# Brief 1:
Reproduce the part of the passage on the archaeal RNA polymerase structure that opens with the words containing "To understand this" and closes with "in eukaryotic species.".
# Brief 2:
According to the passage on the archaeal RNA polymerase structure, at what resolution was the structure solved?
# Brief 3:
In one to three sentences, explain what the passage on the archaeal RNA polymerase structure says is gained by comparing archaeal and eukaryotic proteins.
=== Extract to read ===
To understand this critical cellular process, biologists are studying the fine details of the structural changes involved, and how they are regulated. RNAP complexes vary from one species to another, but a core subset of proteins is found throughout archaeal and eukaryotic life forms. Comparison of archaeal and eukaryotic proteins reveals how structural motifs have been modified during evolution, so that function is maintained while regulation has become more complex in eukaryotic species.
The Murakami group (Penn. State) determined the crystal structure of RNAP from the archaeal species Thermococcus kodakarensis, which is believed to be similar to the common ancestor of Archaea and Eukaryota. Diffraction data were collected at CHESS F1 station, and the structure was solved, to 3.5 Å resolution, with the help of known RNAP and RNAP subunit structures. The final refinement gave Rwork/Rfree of 27.7/31.6%.
=== Provided information ===
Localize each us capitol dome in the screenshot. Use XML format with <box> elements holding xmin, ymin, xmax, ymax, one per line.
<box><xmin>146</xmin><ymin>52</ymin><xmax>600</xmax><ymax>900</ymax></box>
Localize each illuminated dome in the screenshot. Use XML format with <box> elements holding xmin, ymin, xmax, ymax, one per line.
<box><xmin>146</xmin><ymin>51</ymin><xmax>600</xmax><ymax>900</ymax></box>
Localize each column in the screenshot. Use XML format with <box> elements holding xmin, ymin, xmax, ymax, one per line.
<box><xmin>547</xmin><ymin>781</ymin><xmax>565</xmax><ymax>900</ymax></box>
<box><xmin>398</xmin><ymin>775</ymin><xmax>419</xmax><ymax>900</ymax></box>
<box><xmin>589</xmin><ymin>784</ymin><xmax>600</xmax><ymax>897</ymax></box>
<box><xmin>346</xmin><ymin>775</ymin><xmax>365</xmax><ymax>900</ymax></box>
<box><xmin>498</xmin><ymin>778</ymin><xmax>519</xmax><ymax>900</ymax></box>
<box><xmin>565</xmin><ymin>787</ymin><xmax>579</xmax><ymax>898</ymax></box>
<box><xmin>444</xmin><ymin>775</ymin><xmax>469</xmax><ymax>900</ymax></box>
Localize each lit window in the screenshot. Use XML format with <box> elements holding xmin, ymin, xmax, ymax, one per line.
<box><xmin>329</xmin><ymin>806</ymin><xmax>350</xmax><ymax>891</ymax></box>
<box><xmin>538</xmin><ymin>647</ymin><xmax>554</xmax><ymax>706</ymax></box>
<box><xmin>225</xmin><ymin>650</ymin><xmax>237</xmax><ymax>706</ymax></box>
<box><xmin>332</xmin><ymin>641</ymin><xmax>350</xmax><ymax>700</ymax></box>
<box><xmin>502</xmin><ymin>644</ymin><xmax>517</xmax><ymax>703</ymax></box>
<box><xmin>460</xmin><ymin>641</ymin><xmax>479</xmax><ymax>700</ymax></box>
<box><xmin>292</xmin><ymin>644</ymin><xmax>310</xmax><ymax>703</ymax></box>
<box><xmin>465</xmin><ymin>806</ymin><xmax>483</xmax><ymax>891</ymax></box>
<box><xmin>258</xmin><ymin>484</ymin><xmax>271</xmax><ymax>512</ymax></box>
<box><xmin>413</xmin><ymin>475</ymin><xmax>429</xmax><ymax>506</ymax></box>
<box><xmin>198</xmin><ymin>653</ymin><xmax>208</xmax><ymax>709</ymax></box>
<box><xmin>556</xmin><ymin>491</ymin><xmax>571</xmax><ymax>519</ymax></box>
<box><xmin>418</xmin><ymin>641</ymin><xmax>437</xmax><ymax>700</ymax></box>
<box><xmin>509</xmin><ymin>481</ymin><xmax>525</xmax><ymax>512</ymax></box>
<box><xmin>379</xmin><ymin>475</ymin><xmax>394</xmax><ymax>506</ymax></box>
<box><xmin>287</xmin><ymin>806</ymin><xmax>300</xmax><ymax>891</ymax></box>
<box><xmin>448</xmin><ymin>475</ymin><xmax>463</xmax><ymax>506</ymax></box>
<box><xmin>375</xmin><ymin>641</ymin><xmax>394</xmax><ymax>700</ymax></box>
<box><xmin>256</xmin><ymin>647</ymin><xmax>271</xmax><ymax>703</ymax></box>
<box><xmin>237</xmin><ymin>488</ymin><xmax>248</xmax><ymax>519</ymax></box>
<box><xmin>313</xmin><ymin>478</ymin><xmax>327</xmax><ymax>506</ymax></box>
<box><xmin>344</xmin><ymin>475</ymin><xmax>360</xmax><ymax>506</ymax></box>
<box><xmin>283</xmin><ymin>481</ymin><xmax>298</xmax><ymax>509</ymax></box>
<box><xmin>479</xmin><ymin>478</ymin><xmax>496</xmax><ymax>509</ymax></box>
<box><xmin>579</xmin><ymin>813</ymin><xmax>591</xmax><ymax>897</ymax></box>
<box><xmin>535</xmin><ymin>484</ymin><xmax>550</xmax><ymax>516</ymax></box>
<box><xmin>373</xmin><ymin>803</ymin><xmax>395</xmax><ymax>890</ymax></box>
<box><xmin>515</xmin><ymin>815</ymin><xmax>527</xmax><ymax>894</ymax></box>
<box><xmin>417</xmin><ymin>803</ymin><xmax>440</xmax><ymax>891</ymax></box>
===
# Answer area 1:
To understand this critical cellular process, biologists are studying the fine details of the structural changes involved, and how they are regulated. RNAP complexes vary from one species to another, but a core subset of proteins is found throughout archaeal and eukaryotic life forms. Comparison of archaeal and eukaryotic proteins reveals how structural motifs have been modified during evolution, so that function is maintained while regulation has become more complex in eukaryotic species.

# Answer area 2:
3.5 Å

# Answer area 3:
Comparing them reveals how structural motifs were modified during evolution. Function was maintained while regulation became more complex in eukaryotic species.